ROANOKE TIMES

                         Roanoke Times
                 Copyright (c) 1995, Landmark Communications, Inc.

DATE: MONDAY, February 22, 1993                   TAG: 9302220246
SECTION: EDITORIAL                    PAGE: A-8   EDITION: METRO 
SOURCE: 
DATELINE:                                 LENGTH: Medium


REBEL FLAG ALSO STIRS BAD MEMORIES

JOHN T. Briscoe's Feb. 6 letter ("Georgia's Gov. Zell Miller dishonors his state's history") concerning the Confederate battle flag presents a clear case of a symbol having very different meanings for different people.

I am a 45-year-old white male, was born in North Carolina and have lived in Virginia, North Carolina, South Carolina and Georgia almost all of my life. I suppose that makes me as much a Southerner as anyone.

When I was in grade school in the 1950s, my school was closed by elected officials waving the Confederate battle flag, and the school was kept closed by those same people. When my school was finally reopened, people waving that flag lined the streets leading to the school and shouted threats, screamed hate at me and the other students, and threw rocks at my bus.

All through my grade- and high-school years, people waving the battle flag burned buses, phoned bomb threats and occasionally murdered a child to demonstrate their commitment to a cause they used the Confederate battle flag to represent.

When I attended the University of Georgia, hate literature, with the Confederate battle flag as a logo, was distributed on the campus by people with the flag worn as a badge on their sleeves.

• **Data section**
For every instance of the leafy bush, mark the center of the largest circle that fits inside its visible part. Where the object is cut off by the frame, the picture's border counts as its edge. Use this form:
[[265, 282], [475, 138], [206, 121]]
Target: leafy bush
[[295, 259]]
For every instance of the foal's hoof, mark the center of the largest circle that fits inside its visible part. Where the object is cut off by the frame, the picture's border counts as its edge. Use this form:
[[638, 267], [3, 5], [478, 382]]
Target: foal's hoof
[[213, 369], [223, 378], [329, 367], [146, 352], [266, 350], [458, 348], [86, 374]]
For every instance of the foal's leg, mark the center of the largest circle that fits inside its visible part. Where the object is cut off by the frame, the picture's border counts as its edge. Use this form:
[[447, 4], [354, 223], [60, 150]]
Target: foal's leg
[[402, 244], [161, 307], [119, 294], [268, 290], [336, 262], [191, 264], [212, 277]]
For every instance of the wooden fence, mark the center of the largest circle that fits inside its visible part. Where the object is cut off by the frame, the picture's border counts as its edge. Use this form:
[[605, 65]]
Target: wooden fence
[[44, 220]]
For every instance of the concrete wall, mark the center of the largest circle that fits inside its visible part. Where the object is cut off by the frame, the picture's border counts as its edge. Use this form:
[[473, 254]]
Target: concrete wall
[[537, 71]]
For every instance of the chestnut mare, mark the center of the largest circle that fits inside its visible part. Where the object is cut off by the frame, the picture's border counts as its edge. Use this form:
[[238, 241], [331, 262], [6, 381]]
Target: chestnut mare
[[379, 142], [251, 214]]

---

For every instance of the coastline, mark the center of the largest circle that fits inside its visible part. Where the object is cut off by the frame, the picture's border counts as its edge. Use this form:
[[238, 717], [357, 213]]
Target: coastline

...

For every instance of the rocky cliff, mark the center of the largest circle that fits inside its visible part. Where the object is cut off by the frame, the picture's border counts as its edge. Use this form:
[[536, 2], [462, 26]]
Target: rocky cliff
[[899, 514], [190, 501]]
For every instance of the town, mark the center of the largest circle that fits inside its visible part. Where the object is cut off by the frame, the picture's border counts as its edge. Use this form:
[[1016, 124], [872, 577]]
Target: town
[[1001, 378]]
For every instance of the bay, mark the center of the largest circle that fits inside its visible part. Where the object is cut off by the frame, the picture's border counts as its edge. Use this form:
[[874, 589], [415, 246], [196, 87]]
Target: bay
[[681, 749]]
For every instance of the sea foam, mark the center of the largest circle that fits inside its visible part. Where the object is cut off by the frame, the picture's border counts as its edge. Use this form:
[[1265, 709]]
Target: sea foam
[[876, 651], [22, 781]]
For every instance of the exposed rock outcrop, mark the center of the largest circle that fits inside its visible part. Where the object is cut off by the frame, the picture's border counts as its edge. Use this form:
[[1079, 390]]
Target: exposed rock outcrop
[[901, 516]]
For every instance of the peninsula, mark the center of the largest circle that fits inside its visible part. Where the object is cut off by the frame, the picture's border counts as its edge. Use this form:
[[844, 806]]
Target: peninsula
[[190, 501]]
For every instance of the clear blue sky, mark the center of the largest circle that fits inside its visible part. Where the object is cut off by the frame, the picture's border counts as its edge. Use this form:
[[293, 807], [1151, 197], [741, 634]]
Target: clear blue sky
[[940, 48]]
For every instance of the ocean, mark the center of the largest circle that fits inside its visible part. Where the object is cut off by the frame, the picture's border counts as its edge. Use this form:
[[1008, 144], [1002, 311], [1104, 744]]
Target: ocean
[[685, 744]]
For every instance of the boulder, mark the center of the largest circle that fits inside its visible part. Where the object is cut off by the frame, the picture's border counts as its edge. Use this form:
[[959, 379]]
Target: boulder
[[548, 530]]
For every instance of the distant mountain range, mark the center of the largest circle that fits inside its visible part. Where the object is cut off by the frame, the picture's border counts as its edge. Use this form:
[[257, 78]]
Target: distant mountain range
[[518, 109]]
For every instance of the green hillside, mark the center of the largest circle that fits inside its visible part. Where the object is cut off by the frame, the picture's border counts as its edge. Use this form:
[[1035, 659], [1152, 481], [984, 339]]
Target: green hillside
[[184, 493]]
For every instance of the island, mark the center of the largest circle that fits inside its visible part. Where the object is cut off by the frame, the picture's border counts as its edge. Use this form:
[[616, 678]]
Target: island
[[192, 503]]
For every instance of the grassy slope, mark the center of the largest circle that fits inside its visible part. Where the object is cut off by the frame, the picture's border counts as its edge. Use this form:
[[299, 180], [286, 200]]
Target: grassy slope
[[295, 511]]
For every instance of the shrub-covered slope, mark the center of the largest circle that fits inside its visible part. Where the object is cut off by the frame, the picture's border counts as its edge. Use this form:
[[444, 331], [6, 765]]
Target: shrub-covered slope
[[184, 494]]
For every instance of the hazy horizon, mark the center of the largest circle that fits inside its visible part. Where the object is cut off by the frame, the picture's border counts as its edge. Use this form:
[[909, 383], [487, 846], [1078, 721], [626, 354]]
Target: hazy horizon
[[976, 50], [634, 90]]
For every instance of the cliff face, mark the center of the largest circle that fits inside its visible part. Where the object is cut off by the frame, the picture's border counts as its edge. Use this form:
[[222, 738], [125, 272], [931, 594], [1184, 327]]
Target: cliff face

• **Written exercise**
Return the passage of the letter about the Confederate battle flag from "All through my" up to and including "on their sleeves.", copied word for word.

• **Answer to the exercise**
All through my grade- and high-school years, people waving the battle flag burned buses, phoned bomb threats and occasionally murdered a child to demonstrate their commitment to a cause they used the Confederate battle flag to represent.

When I attended the University of Georgia, hate literature, with the Confederate battle flag as a logo, was distributed on the campus by people with the flag worn as a badge on their sleeves.